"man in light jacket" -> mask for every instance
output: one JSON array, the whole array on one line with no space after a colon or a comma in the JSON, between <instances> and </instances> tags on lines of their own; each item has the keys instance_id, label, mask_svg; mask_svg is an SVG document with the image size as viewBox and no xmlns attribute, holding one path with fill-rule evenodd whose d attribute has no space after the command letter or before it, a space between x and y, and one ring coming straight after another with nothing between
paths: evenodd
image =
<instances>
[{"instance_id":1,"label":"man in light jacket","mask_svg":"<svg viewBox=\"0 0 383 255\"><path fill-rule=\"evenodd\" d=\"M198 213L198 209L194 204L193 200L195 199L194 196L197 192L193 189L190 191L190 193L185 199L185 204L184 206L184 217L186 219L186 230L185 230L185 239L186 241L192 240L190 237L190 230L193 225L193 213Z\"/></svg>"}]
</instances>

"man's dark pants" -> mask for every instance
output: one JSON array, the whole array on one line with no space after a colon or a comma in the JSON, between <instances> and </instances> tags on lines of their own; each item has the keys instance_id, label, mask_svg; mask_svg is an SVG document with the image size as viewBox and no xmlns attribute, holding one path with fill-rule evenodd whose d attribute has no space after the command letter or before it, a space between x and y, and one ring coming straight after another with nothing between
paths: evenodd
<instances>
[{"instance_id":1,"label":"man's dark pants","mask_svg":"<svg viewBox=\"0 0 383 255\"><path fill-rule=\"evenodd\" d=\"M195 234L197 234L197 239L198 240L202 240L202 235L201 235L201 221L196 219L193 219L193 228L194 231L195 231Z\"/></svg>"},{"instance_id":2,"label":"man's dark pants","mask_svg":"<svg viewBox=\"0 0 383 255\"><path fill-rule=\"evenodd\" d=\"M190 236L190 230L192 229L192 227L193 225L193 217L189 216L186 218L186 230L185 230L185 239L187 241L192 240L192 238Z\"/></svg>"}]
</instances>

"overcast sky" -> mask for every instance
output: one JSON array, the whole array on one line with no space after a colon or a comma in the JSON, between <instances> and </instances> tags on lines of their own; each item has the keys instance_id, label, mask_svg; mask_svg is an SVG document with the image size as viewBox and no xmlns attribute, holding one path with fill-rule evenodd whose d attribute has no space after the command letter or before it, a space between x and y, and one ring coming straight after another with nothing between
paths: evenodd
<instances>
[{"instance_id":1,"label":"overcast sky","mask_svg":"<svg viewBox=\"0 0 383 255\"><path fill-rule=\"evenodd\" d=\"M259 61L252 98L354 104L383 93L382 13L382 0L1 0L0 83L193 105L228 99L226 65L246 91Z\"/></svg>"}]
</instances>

§ §

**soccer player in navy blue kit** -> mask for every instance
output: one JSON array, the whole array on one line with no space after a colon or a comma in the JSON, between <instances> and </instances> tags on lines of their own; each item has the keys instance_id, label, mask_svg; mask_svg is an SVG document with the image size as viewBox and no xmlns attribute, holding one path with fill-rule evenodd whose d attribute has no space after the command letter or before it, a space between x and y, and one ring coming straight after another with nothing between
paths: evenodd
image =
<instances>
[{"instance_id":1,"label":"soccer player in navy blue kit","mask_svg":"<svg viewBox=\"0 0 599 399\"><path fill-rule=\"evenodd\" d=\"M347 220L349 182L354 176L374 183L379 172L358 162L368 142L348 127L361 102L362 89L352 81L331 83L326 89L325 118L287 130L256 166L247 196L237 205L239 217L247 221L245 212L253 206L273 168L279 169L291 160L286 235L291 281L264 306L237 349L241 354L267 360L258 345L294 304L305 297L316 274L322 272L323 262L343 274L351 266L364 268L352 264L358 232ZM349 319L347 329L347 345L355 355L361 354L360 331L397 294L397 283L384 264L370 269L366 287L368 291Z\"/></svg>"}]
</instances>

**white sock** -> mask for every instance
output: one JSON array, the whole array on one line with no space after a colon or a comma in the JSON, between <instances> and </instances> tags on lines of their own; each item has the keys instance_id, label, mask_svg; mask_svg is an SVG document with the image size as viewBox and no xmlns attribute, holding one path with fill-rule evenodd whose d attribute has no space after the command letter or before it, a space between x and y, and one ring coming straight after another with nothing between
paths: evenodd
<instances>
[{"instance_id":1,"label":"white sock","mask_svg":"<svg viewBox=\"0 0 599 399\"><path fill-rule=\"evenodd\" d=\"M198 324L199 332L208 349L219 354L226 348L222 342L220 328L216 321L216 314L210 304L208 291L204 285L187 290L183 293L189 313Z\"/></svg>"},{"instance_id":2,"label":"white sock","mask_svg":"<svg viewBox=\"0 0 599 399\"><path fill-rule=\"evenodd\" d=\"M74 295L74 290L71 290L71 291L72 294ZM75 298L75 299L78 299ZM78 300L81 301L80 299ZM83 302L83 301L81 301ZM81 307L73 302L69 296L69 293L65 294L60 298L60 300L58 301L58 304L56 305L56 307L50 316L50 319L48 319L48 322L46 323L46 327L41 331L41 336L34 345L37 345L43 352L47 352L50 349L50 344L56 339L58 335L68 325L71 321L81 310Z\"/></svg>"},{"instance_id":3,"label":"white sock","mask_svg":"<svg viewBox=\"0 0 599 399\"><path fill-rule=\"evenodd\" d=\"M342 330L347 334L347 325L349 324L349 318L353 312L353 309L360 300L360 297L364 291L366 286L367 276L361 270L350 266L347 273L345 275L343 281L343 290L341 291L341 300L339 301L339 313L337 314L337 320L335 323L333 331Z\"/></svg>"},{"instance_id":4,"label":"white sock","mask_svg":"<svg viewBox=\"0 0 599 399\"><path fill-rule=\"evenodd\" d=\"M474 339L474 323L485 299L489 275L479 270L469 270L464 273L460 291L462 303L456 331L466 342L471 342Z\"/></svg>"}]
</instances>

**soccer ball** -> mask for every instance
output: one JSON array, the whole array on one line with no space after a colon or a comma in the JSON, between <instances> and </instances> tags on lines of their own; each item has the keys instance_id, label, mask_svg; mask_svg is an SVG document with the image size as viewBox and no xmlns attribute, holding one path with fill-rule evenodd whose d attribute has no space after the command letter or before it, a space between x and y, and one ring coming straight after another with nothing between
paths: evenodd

§ §

The exercise. Which of the lines above contain the word "every"? Copy each such line in full.

Finished answer.
"man in light jacket" -> mask for every instance
"man's dark pants" -> mask for every instance
"overcast sky" -> mask for every instance
**soccer player in navy blue kit** -> mask for every instance
**white sock** -> mask for every instance
**soccer ball** -> mask for every instance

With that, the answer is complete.